**Extrait**:
Selon le ministère de la Transition écologique et solidaire, la France compte 1 312 sites classés Seveso Ils sont répartis en deux niveaux de risque, seuil haut et seuil bas, en fonction de la quantité de matières dangereuses présentes. 705 sont en seuil haut, Lubrizol en fait partie. L’étude de dangers des établissements Seveso seuil haut doit être réactualisée au moins tous les cinq ans.
Quels sont les motifs d’inquiétude ?
Le danger radioactif a rapidement été écarté. Le site de la préfecture de Seine-Maritime est clair sur ce point : « L’usine ne stocke pas de produits radioactifs à des fins de production. Quelques instruments de mesure, sous scellés, comportaient des éléments radioactifs et n’ont pas été exposés au feu ni dégradés. Ils ont été vérifiés ensuite. »
Cependant, les motifs d’inquiétude sont réels, ont confirmé plusieurs professionnels, en particulier sur la toxicité à long terme et sur les cultures environnantes.
Les autorités ont écarté jeudi tout risque de « toxicité aiguë ». La préfecture notait d’après les premières analyses « une absence d’hydrogène sulfuré, une seule valeur d’oxyde de soufre mesurée et des valeurs basses d’oxyde d’azote. Ce sont des substances carbonées classiques que l’on trouve toujours dans les fumées d’incendie ».
Mais le lendemain, Agnès Buzyn, ministre de la Santé, a reconnu l’existence d’un risque sanitaire. « La ville est clairement polluée » par les suies auxquelles il ne faut pas toucher sans protection, a-t-elle dit en conférence de presse après une visite de l’usine dévastée. « C’est une usine qui produit des hydrocarbures : même s’ils ne sont pas en grande quantité, même s’ils sont très proches des seuils, ça n’est jamais bon pour la population de toucher ce genre de produits. »
Annie Thébaud Mony, directrice de recherche honoraire à l’Inserm interrogée par l’AFP, craint, elle, la toxicité à long terme du panache de fumée qui a mesuré jusqu’à 22 km de long. Les suies sont « des produits toxiques très dangereux », selon la chercheuse. « L’inquiétude est absolument légitime. Ce nuage qui est passé au-dessus de Rouen est chargé en poussière hautement toxique au minimum cancérogène », a déclaré cette scientifique spécialisée dans les cancers professionnels. « Le préfet ne ment pas quand il dit qu’il n’y a pas de « toxicité aigüe » du nuage, mais il ne peut écarter la toxicité à long terme », ajoute la scientifique, soulignant que le risque cancérogène existe même pour une exposition de courte durée.

**Items de données**:
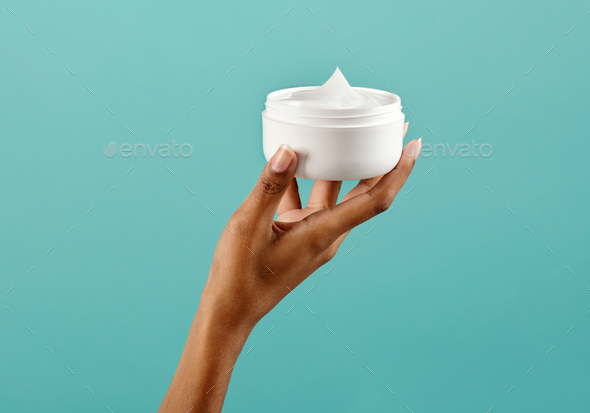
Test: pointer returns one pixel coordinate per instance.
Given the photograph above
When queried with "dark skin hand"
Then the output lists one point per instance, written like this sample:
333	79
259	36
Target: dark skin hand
259	259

**Consigne**: Rédigez la suite de l'extrait sur l'incendie de l'usine Lubrizol, à partir de sa dernière phrase. Les items forment un ensemble indépendant de l'extrait.

**Réponse**:
Autre motif d’inquiétude : la toiture du bâtiment calciné contenait de l’amiante. Enfin, des incertitudes demeurent sur la contamination des eaux de la Seine qui traversent la ville. Des galettes d’hydrocarbures y ont été signalées.
Comment réagit la population ?
La population locale est sous le choc et témoigne largement de son inquiétude. « Nous sommes en droit de savoir ce que nous respirons quand on observe le brouillard nauséabond flottant au-dessus du site … C’est loin d’être rassurant … », témoigne ainsi Christophe Denis sur le tchat de Paris-Normandie, samedi matin.
Une odeur forte persistait dans l’air vendredi, provoquant pour certains des nausées et des vomissements.
Les agriculteurs, même éloignés de plusieurs dizaines de kilomètres, souffrent de cet accident et anticipent déjà en effectuant des prélèvements, comme l’explique à RFI Sophie Lacaisse, agricultrice :
« On fait des prélèvements de lait régulièrement. On a fait des prélèvements d’eau, dans les abreuvoirs extérieurs. Et il est prévu qu’on fasse des prélèvements au niveau de la terre, dans nos herbages. On a rentré nos vaches laitière, donc on augmente les coûts de production. On a eu de la chance, on avait ensilé le maïs la veille, donc notre maïs était couvert ».